## WHAT YOU WILL DO
- a) In the interview about the Book Fairy Pantry Project, what does Pam Leo say struggling parents would love to give their children?
- b) Write a continuation of the interview about the Book Fairy Pantry Project, starting right after its final sentence.

So you could read them children’s books, but like I said, for the first few months until you’re really showing them the pictures and that sort of thing, you could just catch up on your own reading and read the newspaper or a magazine or your book just while holding them and what they begin to associate with reading is the comfort and the warmth and the connection that they feel while that’s happening. So it’s pretty important both to bonding and to increasing their ability to learn to learn to read. So it really is twofold, that time we spend doing that.

LISA REAGAN: So tell me what is unique about the Book Fairy Pantry Project? Because literacy is hot and it is a big recognized public issue out there, but your idea for how to address at risk populations is so beautiful and I love the book fairy, by the way. Everyone needs to go to www.bookfairypantryproject.com and just gaze upon the book fairy, she is beautiful. The website is beautiful.

PAM LEO: Thank you, I love her. Well, I think the thing that really sets it apart is every program that I know of, the focus is getting books into the hands of children, which is so critical and so important because we know that when children get to pick out their own books they read more. But as a companion to that, one of the things I felt a message that I got again and again over the many years that I worked with parents that are struggling is that while they so appreciate everything that anyone else does for their children, they desperately want to do for their own children. Not that they don’t want other people to give their children books, they do, but they would love to give their children books.

## PROVIDED DATA
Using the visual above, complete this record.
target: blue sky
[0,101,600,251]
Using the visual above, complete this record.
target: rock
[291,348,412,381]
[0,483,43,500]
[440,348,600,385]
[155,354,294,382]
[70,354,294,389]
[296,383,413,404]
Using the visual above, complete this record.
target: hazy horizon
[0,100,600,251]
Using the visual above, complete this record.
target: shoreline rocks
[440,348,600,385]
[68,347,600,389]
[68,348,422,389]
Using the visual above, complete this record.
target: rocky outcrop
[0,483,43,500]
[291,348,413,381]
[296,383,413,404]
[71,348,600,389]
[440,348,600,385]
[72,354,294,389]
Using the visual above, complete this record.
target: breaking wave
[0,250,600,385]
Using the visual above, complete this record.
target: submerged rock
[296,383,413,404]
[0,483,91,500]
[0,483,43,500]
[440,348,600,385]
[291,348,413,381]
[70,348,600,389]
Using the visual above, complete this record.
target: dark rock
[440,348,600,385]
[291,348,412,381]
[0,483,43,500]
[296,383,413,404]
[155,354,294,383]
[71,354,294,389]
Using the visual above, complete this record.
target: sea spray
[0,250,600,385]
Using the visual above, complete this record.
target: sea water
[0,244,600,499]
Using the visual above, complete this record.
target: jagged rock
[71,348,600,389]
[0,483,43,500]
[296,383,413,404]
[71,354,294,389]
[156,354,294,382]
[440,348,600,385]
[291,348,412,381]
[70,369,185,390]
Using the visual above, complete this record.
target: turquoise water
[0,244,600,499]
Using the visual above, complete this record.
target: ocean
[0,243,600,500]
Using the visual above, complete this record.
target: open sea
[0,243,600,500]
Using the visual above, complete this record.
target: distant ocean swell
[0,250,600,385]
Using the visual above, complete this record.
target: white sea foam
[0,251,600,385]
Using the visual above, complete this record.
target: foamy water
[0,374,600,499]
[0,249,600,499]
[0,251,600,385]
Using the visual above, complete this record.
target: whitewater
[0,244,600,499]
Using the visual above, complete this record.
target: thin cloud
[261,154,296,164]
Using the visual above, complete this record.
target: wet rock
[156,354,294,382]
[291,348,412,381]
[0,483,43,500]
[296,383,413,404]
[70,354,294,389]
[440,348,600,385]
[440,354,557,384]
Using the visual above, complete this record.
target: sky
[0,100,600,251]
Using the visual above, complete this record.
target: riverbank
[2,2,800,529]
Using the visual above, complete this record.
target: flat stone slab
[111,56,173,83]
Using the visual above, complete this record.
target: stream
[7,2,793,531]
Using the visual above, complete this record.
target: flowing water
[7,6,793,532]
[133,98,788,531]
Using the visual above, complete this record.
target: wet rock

## THE REPLIES
- a) Books.

- b)
So, by being able to go to the food pantry that they’re going to go to get food anyway, they get to pick them out. If they don’t have an income that they can go to bookstores and have the luxury of buying brand new books for their children, they are probably not very often getting the opportunity to be the one who picks that book for their child and I know that in the same way that children read more when they get to pick out their own books, parents are more invested in reading the books that they pick out for their children than ones that just come home with their children from school or from the library or whatever, that they really had nothing to do with. So the mission really of the pantry project is for all parents to have books to read to their children so that all children will get to learn to read and that there will not be any child in this country or in the world I hope that does not own a book. There is no reason for it to happen. There is no shortage of gently used or new donated books that can be made available to children and when parents get to be the ones that provide that, I think it is going to be yet another piece of the puzzle of getting books into the home.

What I say to parents when I talk to them about it, I say, imagine these two children, or one child started to being read to from birth and was read to daily from birth until they went to school and now imagine another child who has hardly been read to, maybe they got read to at daycare or nursery school or whatever, Headstart, so they arrive at school with maybe 25 hours of having been read to compared to this other child who has thousands of hours of turning pages in books and all of that experience, that is not a level playing field. The child who hasn’t had the opportunity to learn to read is never going to catch up and there is so much information that I read about how they just don’t catch up and so we have this opportunity from the moment a child is born to provide a literacy environment and to make it so that they have the things that they need that when they get to school that they have the things that they will be ready to learn to read.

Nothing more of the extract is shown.